Can you write out the whole listing exactly?

-*-

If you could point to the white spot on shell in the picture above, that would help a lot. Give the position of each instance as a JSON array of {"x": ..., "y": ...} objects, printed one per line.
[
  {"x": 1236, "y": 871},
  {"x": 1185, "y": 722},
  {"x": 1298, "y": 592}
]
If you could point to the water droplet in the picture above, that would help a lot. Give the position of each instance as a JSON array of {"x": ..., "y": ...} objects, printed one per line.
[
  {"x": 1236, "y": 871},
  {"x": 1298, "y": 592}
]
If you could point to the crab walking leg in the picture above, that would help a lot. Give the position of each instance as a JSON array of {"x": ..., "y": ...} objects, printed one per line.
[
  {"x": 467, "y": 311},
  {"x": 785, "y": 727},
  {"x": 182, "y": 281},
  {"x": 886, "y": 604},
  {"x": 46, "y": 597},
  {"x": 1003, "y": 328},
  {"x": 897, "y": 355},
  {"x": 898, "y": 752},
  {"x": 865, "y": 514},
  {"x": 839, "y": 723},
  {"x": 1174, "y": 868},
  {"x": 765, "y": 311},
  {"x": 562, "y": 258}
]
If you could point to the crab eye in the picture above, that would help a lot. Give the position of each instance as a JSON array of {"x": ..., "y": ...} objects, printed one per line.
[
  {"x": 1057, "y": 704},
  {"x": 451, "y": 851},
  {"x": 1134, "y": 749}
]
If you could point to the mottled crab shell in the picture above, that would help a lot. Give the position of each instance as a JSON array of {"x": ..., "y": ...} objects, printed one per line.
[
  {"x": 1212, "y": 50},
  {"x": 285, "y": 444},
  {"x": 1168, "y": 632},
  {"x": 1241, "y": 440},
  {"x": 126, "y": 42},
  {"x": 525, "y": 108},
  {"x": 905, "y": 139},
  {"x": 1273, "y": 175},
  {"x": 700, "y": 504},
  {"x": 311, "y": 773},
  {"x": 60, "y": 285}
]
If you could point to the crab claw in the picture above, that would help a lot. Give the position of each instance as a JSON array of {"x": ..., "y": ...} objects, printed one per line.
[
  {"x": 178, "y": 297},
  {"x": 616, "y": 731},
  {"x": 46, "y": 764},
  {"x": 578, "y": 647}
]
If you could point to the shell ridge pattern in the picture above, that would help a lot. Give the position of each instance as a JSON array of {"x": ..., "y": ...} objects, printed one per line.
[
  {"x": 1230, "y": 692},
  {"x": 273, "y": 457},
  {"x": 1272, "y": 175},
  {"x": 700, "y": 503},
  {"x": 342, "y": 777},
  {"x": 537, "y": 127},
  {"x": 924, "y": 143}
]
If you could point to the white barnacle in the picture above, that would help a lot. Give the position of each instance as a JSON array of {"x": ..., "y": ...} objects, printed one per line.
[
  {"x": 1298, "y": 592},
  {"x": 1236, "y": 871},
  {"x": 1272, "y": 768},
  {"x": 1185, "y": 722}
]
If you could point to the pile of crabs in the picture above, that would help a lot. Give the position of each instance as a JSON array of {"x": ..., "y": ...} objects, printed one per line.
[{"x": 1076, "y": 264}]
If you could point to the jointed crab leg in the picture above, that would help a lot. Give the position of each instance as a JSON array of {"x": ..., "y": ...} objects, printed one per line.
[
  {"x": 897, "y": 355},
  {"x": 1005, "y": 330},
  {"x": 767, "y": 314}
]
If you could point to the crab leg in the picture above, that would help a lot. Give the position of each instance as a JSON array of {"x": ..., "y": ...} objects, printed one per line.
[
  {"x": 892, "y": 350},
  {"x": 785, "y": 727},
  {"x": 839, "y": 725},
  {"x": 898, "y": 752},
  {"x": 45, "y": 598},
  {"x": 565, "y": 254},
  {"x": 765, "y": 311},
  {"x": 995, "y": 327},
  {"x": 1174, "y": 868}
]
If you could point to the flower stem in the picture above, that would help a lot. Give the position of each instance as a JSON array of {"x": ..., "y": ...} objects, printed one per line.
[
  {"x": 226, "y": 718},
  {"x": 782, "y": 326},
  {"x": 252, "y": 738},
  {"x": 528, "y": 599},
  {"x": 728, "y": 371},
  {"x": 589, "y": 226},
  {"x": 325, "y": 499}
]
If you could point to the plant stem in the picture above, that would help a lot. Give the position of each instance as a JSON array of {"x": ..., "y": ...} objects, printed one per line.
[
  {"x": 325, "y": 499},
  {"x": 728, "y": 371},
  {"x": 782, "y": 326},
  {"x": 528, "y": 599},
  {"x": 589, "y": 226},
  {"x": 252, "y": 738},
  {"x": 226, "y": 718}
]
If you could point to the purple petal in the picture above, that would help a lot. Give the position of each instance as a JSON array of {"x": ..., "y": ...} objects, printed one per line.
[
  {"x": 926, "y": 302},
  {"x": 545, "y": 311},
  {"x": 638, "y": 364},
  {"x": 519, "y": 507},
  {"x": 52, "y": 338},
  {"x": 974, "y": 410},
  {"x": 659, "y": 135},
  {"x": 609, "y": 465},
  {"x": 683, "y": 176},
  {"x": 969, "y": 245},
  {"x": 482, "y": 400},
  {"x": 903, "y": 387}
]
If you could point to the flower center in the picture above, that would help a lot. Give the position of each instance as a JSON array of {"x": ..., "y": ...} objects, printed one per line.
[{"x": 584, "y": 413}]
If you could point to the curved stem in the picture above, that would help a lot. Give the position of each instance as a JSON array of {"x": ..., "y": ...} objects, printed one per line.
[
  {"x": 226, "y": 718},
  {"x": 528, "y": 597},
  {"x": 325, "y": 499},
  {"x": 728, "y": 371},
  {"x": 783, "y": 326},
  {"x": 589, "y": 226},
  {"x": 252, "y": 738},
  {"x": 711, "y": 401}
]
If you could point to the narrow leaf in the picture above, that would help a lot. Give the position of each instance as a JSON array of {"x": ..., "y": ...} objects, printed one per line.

-*-

- **Completed exercise**:
If you could point to the white spot on shell in the picture above, that would help a lot. Give the position of each instance as a JSON array of {"x": ..., "y": ...} objects, printed one per line.
[
  {"x": 1236, "y": 871},
  {"x": 1185, "y": 722},
  {"x": 1298, "y": 592}
]
If you could point to the water droplet in the picture above, that would help a lot. Give the position of each instance as a JSON array of {"x": ..., "y": ...} objects, printed one per line.
[
  {"x": 1236, "y": 871},
  {"x": 1298, "y": 592}
]
If you could point to the crab walking leg in the picture above, that would help a lot. Give the position of each instance as a JSON array of {"x": ..., "y": ...} objects, printed one per line.
[
  {"x": 467, "y": 311},
  {"x": 785, "y": 727},
  {"x": 182, "y": 281},
  {"x": 886, "y": 604},
  {"x": 46, "y": 597},
  {"x": 1003, "y": 328},
  {"x": 897, "y": 355},
  {"x": 898, "y": 752},
  {"x": 865, "y": 514},
  {"x": 839, "y": 723},
  {"x": 1174, "y": 868},
  {"x": 765, "y": 311},
  {"x": 562, "y": 258}
]
If you could point to the crab eye in the picture above, that would help a lot. Give the position of each instance as a JSON array of {"x": ..., "y": ...} objects, printed one per line.
[
  {"x": 1057, "y": 704},
  {"x": 451, "y": 851},
  {"x": 1134, "y": 749}
]
If you could point to the mottled crab shell in the picture above, that would help a lot. Give the position of each instance as a JSON array of {"x": ..., "y": ...} objects, printed one per line.
[
  {"x": 1212, "y": 50},
  {"x": 285, "y": 444},
  {"x": 1168, "y": 632},
  {"x": 1241, "y": 440},
  {"x": 126, "y": 42},
  {"x": 525, "y": 108},
  {"x": 905, "y": 139},
  {"x": 1273, "y": 175},
  {"x": 700, "y": 504},
  {"x": 311, "y": 773},
  {"x": 60, "y": 285}
]
If you could point to the crab claw in the picture above, that would help a lot. Give the position of each instance as a JSON array of {"x": ..., "y": ...} objects, printed one per line.
[
  {"x": 178, "y": 297},
  {"x": 616, "y": 731},
  {"x": 46, "y": 764},
  {"x": 578, "y": 647}
]
If you could point to the shell ridge pattern in the picture above, that would help a lot. Give the position of each instance as a JSON array of {"x": ..., "y": ...} objects, printed one per line.
[
  {"x": 1230, "y": 692},
  {"x": 273, "y": 457},
  {"x": 1272, "y": 175},
  {"x": 700, "y": 503},
  {"x": 342, "y": 777},
  {"x": 537, "y": 127},
  {"x": 924, "y": 143}
]
If you could point to the white barnacle in the picture above, that would help a lot. Give the position of each instance as a JSON array of {"x": ..., "y": ...} objects, printed one per line.
[
  {"x": 1298, "y": 592},
  {"x": 1236, "y": 871},
  {"x": 1272, "y": 768},
  {"x": 1185, "y": 722}
]
If you could point to the pile of crabs in the picture above, that would help a lot. Give the position of each instance as a JSON array of {"x": ..., "y": ...} objects, printed one per line.
[{"x": 1076, "y": 264}]
If you could point to the jointed crab leg in the picture above, that would help a lot. Give the position of each instance as a JSON array of {"x": ..., "y": ...} objects, printed one per line.
[
  {"x": 897, "y": 355},
  {"x": 1005, "y": 330},
  {"x": 767, "y": 314}
]
If you could point to the crab leg in the picture above, that would help a lot. Give the position of each instance as a JSON array of {"x": ..., "y": ...} objects, printed one per line.
[
  {"x": 892, "y": 350},
  {"x": 785, "y": 727},
  {"x": 839, "y": 725},
  {"x": 898, "y": 752},
  {"x": 45, "y": 598},
  {"x": 565, "y": 254},
  {"x": 765, "y": 311},
  {"x": 995, "y": 327},
  {"x": 1174, "y": 868}
]
If you could point to the flower stem in the picture above, that would help a lot. Give the position of each instance as a JSON array of {"x": ..., "y": ...} objects, printed one per line.
[
  {"x": 226, "y": 718},
  {"x": 782, "y": 326},
  {"x": 252, "y": 738},
  {"x": 528, "y": 599},
  {"x": 728, "y": 371},
  {"x": 589, "y": 226},
  {"x": 325, "y": 499}
]
If you could point to the plant stem in the picture above, that would help a lot. Give the position of each instance as a JSON array of {"x": ..., "y": ...} objects, printed one per line.
[
  {"x": 325, "y": 499},
  {"x": 728, "y": 371},
  {"x": 782, "y": 326},
  {"x": 528, "y": 599},
  {"x": 589, "y": 226},
  {"x": 252, "y": 738},
  {"x": 226, "y": 718}
]
If you could point to the purple petal in the picture above, that would help a lot. Give the position of each instance as a JSON array of {"x": ..., "y": ...} objects, printed one per line.
[
  {"x": 926, "y": 302},
  {"x": 545, "y": 311},
  {"x": 638, "y": 364},
  {"x": 519, "y": 507},
  {"x": 52, "y": 338},
  {"x": 974, "y": 410},
  {"x": 659, "y": 135},
  {"x": 609, "y": 465},
  {"x": 683, "y": 176},
  {"x": 969, "y": 245},
  {"x": 482, "y": 400},
  {"x": 903, "y": 387}
]
If you could point to the flower center in the picture above, that would help a lot. Give the position of each instance as a JSON array of {"x": ..., "y": ...} objects, printed one per line.
[{"x": 584, "y": 413}]
If you could point to the curved stem in the picture above, that would help a lot. Give the position of each instance as a JSON array of {"x": ..., "y": ...} objects, printed one per line.
[
  {"x": 226, "y": 718},
  {"x": 528, "y": 597},
  {"x": 325, "y": 499},
  {"x": 728, "y": 371},
  {"x": 783, "y": 326},
  {"x": 589, "y": 226},
  {"x": 252, "y": 738},
  {"x": 711, "y": 401}
]
If you could point to the narrow leaf in the picture above, that would help a lot. Give the position of each instance as a JSON array of {"x": ..., "y": ...} objects, printed one per line.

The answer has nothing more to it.